GOAL OF THE EXERCISE - Determine how many lines of the listing below include the string "shorts". Output the number and nothing more.

AVAILABLE DATA -
/---

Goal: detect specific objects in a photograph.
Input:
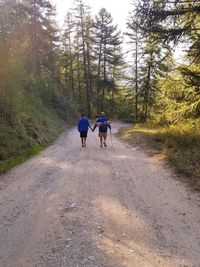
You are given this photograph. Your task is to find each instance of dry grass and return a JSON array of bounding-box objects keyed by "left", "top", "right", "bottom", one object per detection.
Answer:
[{"left": 118, "top": 121, "right": 200, "bottom": 190}]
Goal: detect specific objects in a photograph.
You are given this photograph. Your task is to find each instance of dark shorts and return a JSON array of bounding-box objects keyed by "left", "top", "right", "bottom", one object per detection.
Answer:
[{"left": 80, "top": 131, "right": 88, "bottom": 138}]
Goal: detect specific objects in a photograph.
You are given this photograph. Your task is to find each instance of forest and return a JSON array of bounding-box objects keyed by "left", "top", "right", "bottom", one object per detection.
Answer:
[{"left": 0, "top": 0, "right": 200, "bottom": 180}]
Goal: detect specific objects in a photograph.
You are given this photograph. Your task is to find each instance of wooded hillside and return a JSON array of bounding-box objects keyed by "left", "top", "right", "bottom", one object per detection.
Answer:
[{"left": 0, "top": 0, "right": 199, "bottom": 173}]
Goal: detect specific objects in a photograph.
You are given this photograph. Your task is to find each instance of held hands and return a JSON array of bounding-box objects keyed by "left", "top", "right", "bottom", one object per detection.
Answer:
[{"left": 89, "top": 125, "right": 94, "bottom": 132}]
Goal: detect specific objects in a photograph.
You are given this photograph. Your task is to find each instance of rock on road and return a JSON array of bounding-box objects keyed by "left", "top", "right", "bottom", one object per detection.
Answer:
[{"left": 0, "top": 123, "right": 200, "bottom": 267}]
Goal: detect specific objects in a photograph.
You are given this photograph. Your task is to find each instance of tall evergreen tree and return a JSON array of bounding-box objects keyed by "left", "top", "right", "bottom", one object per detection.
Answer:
[
  {"left": 20, "top": 0, "right": 58, "bottom": 77},
  {"left": 93, "top": 8, "right": 123, "bottom": 113},
  {"left": 127, "top": 8, "right": 144, "bottom": 121},
  {"left": 137, "top": 0, "right": 200, "bottom": 91},
  {"left": 127, "top": 0, "right": 174, "bottom": 121},
  {"left": 0, "top": 0, "right": 24, "bottom": 124},
  {"left": 72, "top": 0, "right": 92, "bottom": 116},
  {"left": 62, "top": 11, "right": 75, "bottom": 97}
]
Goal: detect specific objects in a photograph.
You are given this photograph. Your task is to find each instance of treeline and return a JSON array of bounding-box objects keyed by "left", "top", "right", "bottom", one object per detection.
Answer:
[
  {"left": 61, "top": 2, "right": 125, "bottom": 117},
  {"left": 0, "top": 0, "right": 70, "bottom": 124},
  {"left": 126, "top": 0, "right": 200, "bottom": 124},
  {"left": 124, "top": 0, "right": 200, "bottom": 185},
  {"left": 0, "top": 0, "right": 126, "bottom": 162},
  {"left": 0, "top": 0, "right": 74, "bottom": 162},
  {"left": 0, "top": 0, "right": 199, "bottom": 163},
  {"left": 0, "top": 0, "right": 127, "bottom": 123}
]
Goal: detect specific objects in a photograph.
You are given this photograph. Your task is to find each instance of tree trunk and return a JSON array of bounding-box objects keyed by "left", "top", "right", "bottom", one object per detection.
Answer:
[
  {"left": 68, "top": 32, "right": 75, "bottom": 98},
  {"left": 135, "top": 24, "right": 138, "bottom": 122},
  {"left": 101, "top": 41, "right": 106, "bottom": 111},
  {"left": 80, "top": 6, "right": 91, "bottom": 117}
]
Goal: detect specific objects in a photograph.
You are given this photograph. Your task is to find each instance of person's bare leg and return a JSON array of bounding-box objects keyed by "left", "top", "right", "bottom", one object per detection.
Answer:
[
  {"left": 84, "top": 137, "right": 86, "bottom": 146},
  {"left": 100, "top": 136, "right": 103, "bottom": 147},
  {"left": 81, "top": 138, "right": 84, "bottom": 147},
  {"left": 103, "top": 135, "right": 107, "bottom": 147}
]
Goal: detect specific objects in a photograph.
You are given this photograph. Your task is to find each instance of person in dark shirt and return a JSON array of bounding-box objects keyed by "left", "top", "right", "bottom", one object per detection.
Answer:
[
  {"left": 78, "top": 114, "right": 92, "bottom": 147},
  {"left": 93, "top": 111, "right": 111, "bottom": 147}
]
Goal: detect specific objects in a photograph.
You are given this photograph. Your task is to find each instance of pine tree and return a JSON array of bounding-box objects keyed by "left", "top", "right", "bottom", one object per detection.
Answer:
[
  {"left": 127, "top": 8, "right": 144, "bottom": 122},
  {"left": 0, "top": 0, "right": 24, "bottom": 124},
  {"left": 62, "top": 11, "right": 75, "bottom": 98},
  {"left": 72, "top": 0, "right": 92, "bottom": 116},
  {"left": 20, "top": 0, "right": 58, "bottom": 77},
  {"left": 137, "top": 0, "right": 200, "bottom": 92},
  {"left": 93, "top": 8, "right": 123, "bottom": 113}
]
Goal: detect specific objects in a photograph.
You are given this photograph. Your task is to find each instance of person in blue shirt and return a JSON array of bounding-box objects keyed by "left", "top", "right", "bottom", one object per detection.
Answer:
[
  {"left": 93, "top": 111, "right": 111, "bottom": 147},
  {"left": 78, "top": 114, "right": 92, "bottom": 147}
]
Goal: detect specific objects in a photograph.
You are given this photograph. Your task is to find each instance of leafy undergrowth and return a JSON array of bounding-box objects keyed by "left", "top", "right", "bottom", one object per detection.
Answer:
[{"left": 118, "top": 120, "right": 200, "bottom": 191}]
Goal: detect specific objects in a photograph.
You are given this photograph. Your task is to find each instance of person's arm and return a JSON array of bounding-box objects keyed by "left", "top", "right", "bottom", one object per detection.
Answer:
[
  {"left": 93, "top": 123, "right": 97, "bottom": 131},
  {"left": 93, "top": 119, "right": 100, "bottom": 131},
  {"left": 88, "top": 121, "right": 93, "bottom": 131},
  {"left": 106, "top": 119, "right": 111, "bottom": 130},
  {"left": 78, "top": 120, "right": 81, "bottom": 132}
]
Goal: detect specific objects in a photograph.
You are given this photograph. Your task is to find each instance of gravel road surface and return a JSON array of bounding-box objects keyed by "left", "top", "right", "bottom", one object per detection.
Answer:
[{"left": 0, "top": 123, "right": 200, "bottom": 267}]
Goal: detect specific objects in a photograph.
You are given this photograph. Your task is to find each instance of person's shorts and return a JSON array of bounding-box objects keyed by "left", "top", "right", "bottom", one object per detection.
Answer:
[
  {"left": 80, "top": 131, "right": 88, "bottom": 138},
  {"left": 99, "top": 132, "right": 107, "bottom": 138}
]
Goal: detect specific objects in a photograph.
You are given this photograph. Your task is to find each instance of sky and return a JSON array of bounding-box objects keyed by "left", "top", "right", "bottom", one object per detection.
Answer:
[{"left": 52, "top": 0, "right": 133, "bottom": 32}]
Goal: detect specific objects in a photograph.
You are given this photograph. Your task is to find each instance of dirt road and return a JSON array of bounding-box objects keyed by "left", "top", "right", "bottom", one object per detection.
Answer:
[{"left": 0, "top": 123, "right": 200, "bottom": 267}]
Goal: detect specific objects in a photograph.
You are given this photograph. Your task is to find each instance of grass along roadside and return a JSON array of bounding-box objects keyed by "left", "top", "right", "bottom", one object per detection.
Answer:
[
  {"left": 0, "top": 121, "right": 66, "bottom": 175},
  {"left": 0, "top": 145, "right": 47, "bottom": 174},
  {"left": 118, "top": 121, "right": 200, "bottom": 191}
]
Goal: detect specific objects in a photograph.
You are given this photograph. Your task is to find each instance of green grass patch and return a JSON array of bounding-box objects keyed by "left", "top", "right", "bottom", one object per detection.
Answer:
[
  {"left": 0, "top": 145, "right": 46, "bottom": 174},
  {"left": 118, "top": 120, "right": 200, "bottom": 190},
  {"left": 0, "top": 120, "right": 65, "bottom": 174},
  {"left": 0, "top": 91, "right": 67, "bottom": 174}
]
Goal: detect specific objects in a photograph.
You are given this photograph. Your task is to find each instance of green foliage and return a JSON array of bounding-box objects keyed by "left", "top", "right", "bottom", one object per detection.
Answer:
[
  {"left": 126, "top": 0, "right": 200, "bottom": 124},
  {"left": 61, "top": 3, "right": 125, "bottom": 117},
  {"left": 0, "top": 145, "right": 46, "bottom": 174},
  {"left": 150, "top": 67, "right": 200, "bottom": 125},
  {"left": 0, "top": 0, "right": 199, "bottom": 174},
  {"left": 0, "top": 88, "right": 65, "bottom": 162},
  {"left": 0, "top": 0, "right": 77, "bottom": 168}
]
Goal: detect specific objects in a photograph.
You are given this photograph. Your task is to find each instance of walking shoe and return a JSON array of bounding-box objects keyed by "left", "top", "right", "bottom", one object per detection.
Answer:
[
  {"left": 103, "top": 142, "right": 107, "bottom": 147},
  {"left": 100, "top": 144, "right": 103, "bottom": 148}
]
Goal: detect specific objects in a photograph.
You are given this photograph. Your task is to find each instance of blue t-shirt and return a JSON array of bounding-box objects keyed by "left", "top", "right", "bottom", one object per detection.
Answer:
[
  {"left": 78, "top": 117, "right": 90, "bottom": 132},
  {"left": 95, "top": 116, "right": 111, "bottom": 133}
]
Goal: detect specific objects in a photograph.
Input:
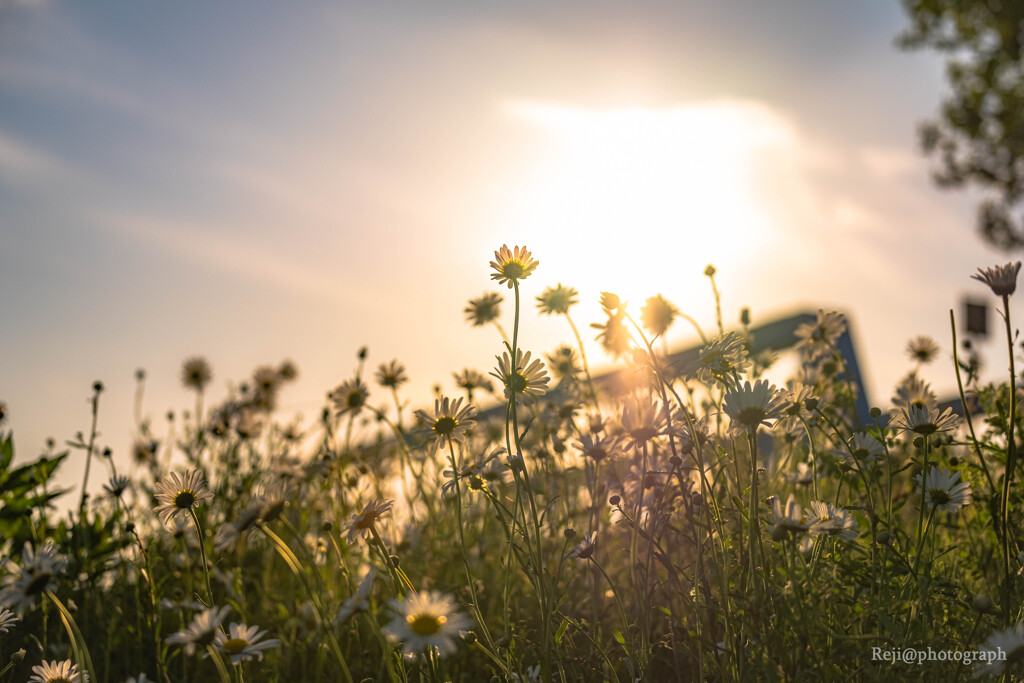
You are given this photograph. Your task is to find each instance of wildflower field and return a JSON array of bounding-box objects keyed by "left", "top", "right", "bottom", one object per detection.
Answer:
[{"left": 4, "top": 246, "right": 1024, "bottom": 682}]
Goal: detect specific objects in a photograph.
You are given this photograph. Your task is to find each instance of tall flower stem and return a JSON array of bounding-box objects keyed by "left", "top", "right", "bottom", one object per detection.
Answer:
[
  {"left": 446, "top": 441, "right": 505, "bottom": 674},
  {"left": 78, "top": 386, "right": 102, "bottom": 516},
  {"left": 190, "top": 508, "right": 215, "bottom": 606},
  {"left": 1000, "top": 293, "right": 1018, "bottom": 622}
]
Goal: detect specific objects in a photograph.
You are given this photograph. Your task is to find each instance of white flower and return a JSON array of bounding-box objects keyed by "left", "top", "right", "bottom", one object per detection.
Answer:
[
  {"left": 723, "top": 380, "right": 785, "bottom": 430},
  {"left": 566, "top": 531, "right": 598, "bottom": 560},
  {"left": 346, "top": 500, "right": 394, "bottom": 544},
  {"left": 807, "top": 501, "right": 858, "bottom": 542},
  {"left": 335, "top": 569, "right": 377, "bottom": 624},
  {"left": 972, "top": 261, "right": 1022, "bottom": 297},
  {"left": 975, "top": 622, "right": 1024, "bottom": 677},
  {"left": 215, "top": 622, "right": 280, "bottom": 663},
  {"left": 0, "top": 608, "right": 19, "bottom": 632},
  {"left": 384, "top": 590, "right": 473, "bottom": 657},
  {"left": 767, "top": 495, "right": 808, "bottom": 538},
  {"left": 153, "top": 469, "right": 213, "bottom": 525},
  {"left": 414, "top": 397, "right": 477, "bottom": 448},
  {"left": 166, "top": 606, "right": 230, "bottom": 655},
  {"left": 0, "top": 541, "right": 67, "bottom": 615},
  {"left": 918, "top": 468, "right": 973, "bottom": 512},
  {"left": 890, "top": 404, "right": 961, "bottom": 437},
  {"left": 29, "top": 660, "right": 85, "bottom": 683}
]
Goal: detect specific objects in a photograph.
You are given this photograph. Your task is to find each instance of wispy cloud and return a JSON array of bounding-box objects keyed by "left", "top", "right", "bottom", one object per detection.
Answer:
[{"left": 98, "top": 210, "right": 355, "bottom": 306}]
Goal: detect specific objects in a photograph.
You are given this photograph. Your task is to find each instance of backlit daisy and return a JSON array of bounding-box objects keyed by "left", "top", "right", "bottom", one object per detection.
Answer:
[
  {"left": 103, "top": 474, "right": 130, "bottom": 499},
  {"left": 536, "top": 283, "right": 578, "bottom": 315},
  {"left": 215, "top": 622, "right": 280, "bottom": 663},
  {"left": 566, "top": 531, "right": 598, "bottom": 560},
  {"left": 807, "top": 501, "right": 858, "bottom": 541},
  {"left": 640, "top": 294, "right": 678, "bottom": 337},
  {"left": 686, "top": 332, "right": 750, "bottom": 385},
  {"left": 376, "top": 360, "right": 409, "bottom": 389},
  {"left": 620, "top": 396, "right": 668, "bottom": 449},
  {"left": 575, "top": 433, "right": 622, "bottom": 463},
  {"left": 0, "top": 608, "right": 20, "bottom": 632},
  {"left": 384, "top": 590, "right": 473, "bottom": 657},
  {"left": 0, "top": 541, "right": 68, "bottom": 614},
  {"left": 453, "top": 368, "right": 493, "bottom": 395},
  {"left": 335, "top": 569, "right": 377, "bottom": 624},
  {"left": 153, "top": 470, "right": 213, "bottom": 525},
  {"left": 906, "top": 336, "right": 940, "bottom": 365},
  {"left": 794, "top": 309, "right": 846, "bottom": 361},
  {"left": 346, "top": 499, "right": 394, "bottom": 544},
  {"left": 28, "top": 659, "right": 84, "bottom": 683},
  {"left": 848, "top": 432, "right": 886, "bottom": 462},
  {"left": 181, "top": 357, "right": 213, "bottom": 392},
  {"left": 491, "top": 349, "right": 549, "bottom": 404},
  {"left": 972, "top": 261, "right": 1022, "bottom": 297},
  {"left": 329, "top": 377, "right": 369, "bottom": 416},
  {"left": 890, "top": 404, "right": 961, "bottom": 437},
  {"left": 723, "top": 380, "right": 786, "bottom": 431},
  {"left": 464, "top": 292, "right": 503, "bottom": 327},
  {"left": 891, "top": 372, "right": 937, "bottom": 412},
  {"left": 166, "top": 605, "right": 230, "bottom": 655},
  {"left": 917, "top": 468, "right": 973, "bottom": 512},
  {"left": 767, "top": 494, "right": 808, "bottom": 538},
  {"left": 490, "top": 244, "right": 539, "bottom": 289},
  {"left": 414, "top": 396, "right": 476, "bottom": 447}
]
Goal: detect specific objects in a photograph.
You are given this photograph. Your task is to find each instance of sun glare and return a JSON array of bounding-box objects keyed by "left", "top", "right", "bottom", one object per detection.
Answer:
[{"left": 497, "top": 100, "right": 796, "bottom": 305}]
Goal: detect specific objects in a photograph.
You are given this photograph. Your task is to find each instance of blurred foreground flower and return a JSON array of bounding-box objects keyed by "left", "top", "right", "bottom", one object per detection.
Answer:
[{"left": 384, "top": 590, "right": 472, "bottom": 657}]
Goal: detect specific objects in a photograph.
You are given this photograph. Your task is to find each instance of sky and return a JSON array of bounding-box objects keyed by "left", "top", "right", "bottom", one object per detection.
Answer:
[{"left": 0, "top": 1, "right": 1017, "bottom": 497}]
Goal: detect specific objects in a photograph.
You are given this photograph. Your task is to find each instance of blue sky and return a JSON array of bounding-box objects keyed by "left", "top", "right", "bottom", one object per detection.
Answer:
[{"left": 0, "top": 0, "right": 1014, "bottom": 495}]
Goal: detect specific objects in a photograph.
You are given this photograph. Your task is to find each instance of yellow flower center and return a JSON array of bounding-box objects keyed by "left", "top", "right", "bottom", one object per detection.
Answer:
[
  {"left": 501, "top": 262, "right": 525, "bottom": 279},
  {"left": 407, "top": 613, "right": 446, "bottom": 636},
  {"left": 433, "top": 416, "right": 458, "bottom": 436},
  {"left": 508, "top": 372, "right": 528, "bottom": 394},
  {"left": 174, "top": 490, "right": 196, "bottom": 509},
  {"left": 222, "top": 637, "right": 249, "bottom": 654}
]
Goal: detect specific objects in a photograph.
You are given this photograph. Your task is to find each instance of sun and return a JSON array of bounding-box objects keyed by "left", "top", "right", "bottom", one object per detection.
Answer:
[{"left": 491, "top": 99, "right": 796, "bottom": 308}]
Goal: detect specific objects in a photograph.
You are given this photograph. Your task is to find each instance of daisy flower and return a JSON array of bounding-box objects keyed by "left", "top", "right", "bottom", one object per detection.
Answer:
[
  {"left": 153, "top": 469, "right": 213, "bottom": 525},
  {"left": 890, "top": 404, "right": 961, "bottom": 437},
  {"left": 490, "top": 244, "right": 539, "bottom": 289},
  {"left": 215, "top": 623, "right": 280, "bottom": 663},
  {"left": 767, "top": 494, "right": 808, "bottom": 538},
  {"left": 640, "top": 294, "right": 678, "bottom": 337},
  {"left": 917, "top": 468, "right": 973, "bottom": 512},
  {"left": 453, "top": 368, "right": 493, "bottom": 395},
  {"left": 346, "top": 499, "right": 394, "bottom": 544},
  {"left": 686, "top": 332, "right": 750, "bottom": 385},
  {"left": 976, "top": 622, "right": 1024, "bottom": 677},
  {"left": 575, "top": 433, "right": 622, "bottom": 463},
  {"left": 536, "top": 283, "right": 578, "bottom": 315},
  {"left": 464, "top": 292, "right": 503, "bottom": 327},
  {"left": 723, "top": 380, "right": 786, "bottom": 431},
  {"left": 414, "top": 396, "right": 476, "bottom": 448},
  {"left": 491, "top": 349, "right": 549, "bottom": 404},
  {"left": 384, "top": 590, "right": 473, "bottom": 657},
  {"left": 0, "top": 608, "right": 20, "bottom": 632},
  {"left": 906, "top": 336, "right": 940, "bottom": 364},
  {"left": 28, "top": 660, "right": 84, "bottom": 683},
  {"left": 972, "top": 261, "right": 1022, "bottom": 297},
  {"left": 807, "top": 501, "right": 858, "bottom": 541},
  {"left": 620, "top": 396, "right": 668, "bottom": 449},
  {"left": 441, "top": 450, "right": 505, "bottom": 496},
  {"left": 329, "top": 377, "right": 369, "bottom": 416},
  {"left": 103, "top": 474, "right": 130, "bottom": 499},
  {"left": 891, "top": 372, "right": 937, "bottom": 412},
  {"left": 335, "top": 569, "right": 377, "bottom": 624},
  {"left": 181, "top": 357, "right": 213, "bottom": 392},
  {"left": 546, "top": 345, "right": 580, "bottom": 380},
  {"left": 566, "top": 531, "right": 598, "bottom": 560},
  {"left": 166, "top": 605, "right": 230, "bottom": 655},
  {"left": 794, "top": 309, "right": 846, "bottom": 361},
  {"left": 848, "top": 432, "right": 886, "bottom": 462},
  {"left": 376, "top": 360, "right": 409, "bottom": 389},
  {"left": 0, "top": 541, "right": 68, "bottom": 615}
]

\---

YOUR SOLUTION - 2